**Do zrobienia**
Odpowiedz krótko na pytania do tekstu o wyprawie pod El Capa:
(a) Kto z dużym worem nie był w stanie samodzielnie wstać?
(b) Czego nie miał lżejszy z dwóch worów?
(c) Co bezinteresownie pożyczą wspinacze, którzy nie atakują „THE mountain”?

**Tekst źródłowy**
Podjeżdżamy na Łąkę. Z trudem wyciągamy z auta wory. Maciek z dużym worem nie jest w stanie wstać samodzielnie. Pomagam mu, potem już jakoś nam idzie. Mój jest nieco lżejszy, ale bez pasa biodrowego też nie jest łatwo
[amerykańska turystka] whoooooaaaa! Are you guys climbing THE mountain?!?!
[Maciek] naaaah, we’re just showing off.
[amerykańska turystka] are you serious?!?!
[Maciek]…
[amerykańska turystka] whooooa thats soooo cool! Have fun!
(i tak dalej, ale wór przytłacza więc nawet tego nie słyszysz, bo skupiasz się na tym, żeby jakoś iść)
Magia El Capa zasadniczo udziela się każdemu. Wspinacze, którzy czują się na siłach, nie mogą oderwać od niego wzroku, ale też – nie mogą stłumić wątpliwości. Czy będziemy wystarczająco szybcy? Czy nasze patenty na hakówkę są optymalne? Czy dobrze dobraliśmy ilość wody (nie za mało? nie za dużo?) Czy poradzimy sobie z trudnymi wyciągami? Czy nie spierdolimy czegoś przy holowaniu? I tak dalej…
Wspinacze, którzy z dowolnego powodu nie atakują „THE mountain” z całych sił kibicują tym pierwszym – w przeddzień ataku potrafią być bardziej nakręceni od Ciebie. Ale to oczywiste, bo Ty w tej chwili zastanawiasz się, czy da się jakoś przyspieszyć sekcje po skyhookach albo przejścia z hakówy do klasyki. Bezinteresownie pożyczą Ci haulbaga lub po hiszpańsko- migowo-angielsku sprzedadzą patenty na ich wypuszczanie czy dokowanie.

**Zbiór danych**

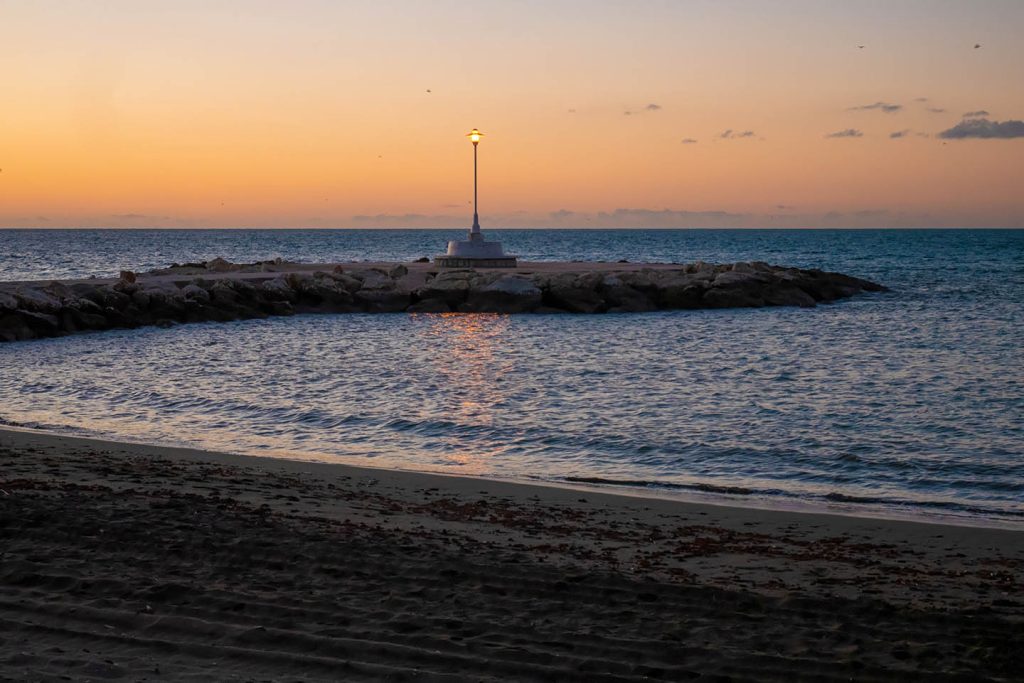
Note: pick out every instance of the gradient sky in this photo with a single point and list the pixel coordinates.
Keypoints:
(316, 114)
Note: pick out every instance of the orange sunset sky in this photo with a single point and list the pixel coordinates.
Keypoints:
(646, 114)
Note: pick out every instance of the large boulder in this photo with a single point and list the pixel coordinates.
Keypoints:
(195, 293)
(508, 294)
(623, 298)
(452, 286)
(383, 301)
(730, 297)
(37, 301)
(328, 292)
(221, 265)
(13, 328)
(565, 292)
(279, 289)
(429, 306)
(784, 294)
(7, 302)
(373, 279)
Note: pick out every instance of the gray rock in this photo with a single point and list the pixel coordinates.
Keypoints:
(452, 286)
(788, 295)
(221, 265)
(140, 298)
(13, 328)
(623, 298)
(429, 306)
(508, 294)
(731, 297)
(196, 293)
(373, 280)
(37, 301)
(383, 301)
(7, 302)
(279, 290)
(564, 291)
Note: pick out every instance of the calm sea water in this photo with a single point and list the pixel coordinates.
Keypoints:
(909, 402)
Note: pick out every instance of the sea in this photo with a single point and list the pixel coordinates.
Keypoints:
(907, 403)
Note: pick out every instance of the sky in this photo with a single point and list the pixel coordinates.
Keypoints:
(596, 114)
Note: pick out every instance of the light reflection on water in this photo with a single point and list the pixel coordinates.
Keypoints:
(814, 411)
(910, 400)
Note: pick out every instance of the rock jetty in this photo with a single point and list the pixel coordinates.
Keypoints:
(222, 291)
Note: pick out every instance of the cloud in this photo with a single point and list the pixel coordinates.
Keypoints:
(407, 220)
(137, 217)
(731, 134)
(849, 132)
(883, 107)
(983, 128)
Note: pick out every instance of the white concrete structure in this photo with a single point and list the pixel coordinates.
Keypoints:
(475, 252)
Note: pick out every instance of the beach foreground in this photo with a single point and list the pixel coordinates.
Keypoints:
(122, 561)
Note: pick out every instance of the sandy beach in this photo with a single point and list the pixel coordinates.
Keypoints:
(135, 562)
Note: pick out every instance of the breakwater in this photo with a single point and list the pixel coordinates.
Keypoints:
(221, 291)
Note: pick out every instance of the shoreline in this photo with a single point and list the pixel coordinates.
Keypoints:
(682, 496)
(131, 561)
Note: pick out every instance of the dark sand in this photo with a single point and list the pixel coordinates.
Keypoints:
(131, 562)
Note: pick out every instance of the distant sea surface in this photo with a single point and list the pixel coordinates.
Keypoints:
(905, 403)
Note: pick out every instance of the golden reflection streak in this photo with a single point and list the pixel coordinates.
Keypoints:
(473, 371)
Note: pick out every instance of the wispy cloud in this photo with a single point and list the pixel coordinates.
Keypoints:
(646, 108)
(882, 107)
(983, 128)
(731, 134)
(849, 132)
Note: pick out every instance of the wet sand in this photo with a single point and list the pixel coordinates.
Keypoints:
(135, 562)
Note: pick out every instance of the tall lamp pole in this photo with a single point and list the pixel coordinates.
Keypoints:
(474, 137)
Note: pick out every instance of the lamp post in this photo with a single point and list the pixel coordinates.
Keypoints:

**Wynik ćwiczenia**
(a) Maciek.
(b) Pasa biodrowego.
(c) Haulbaga.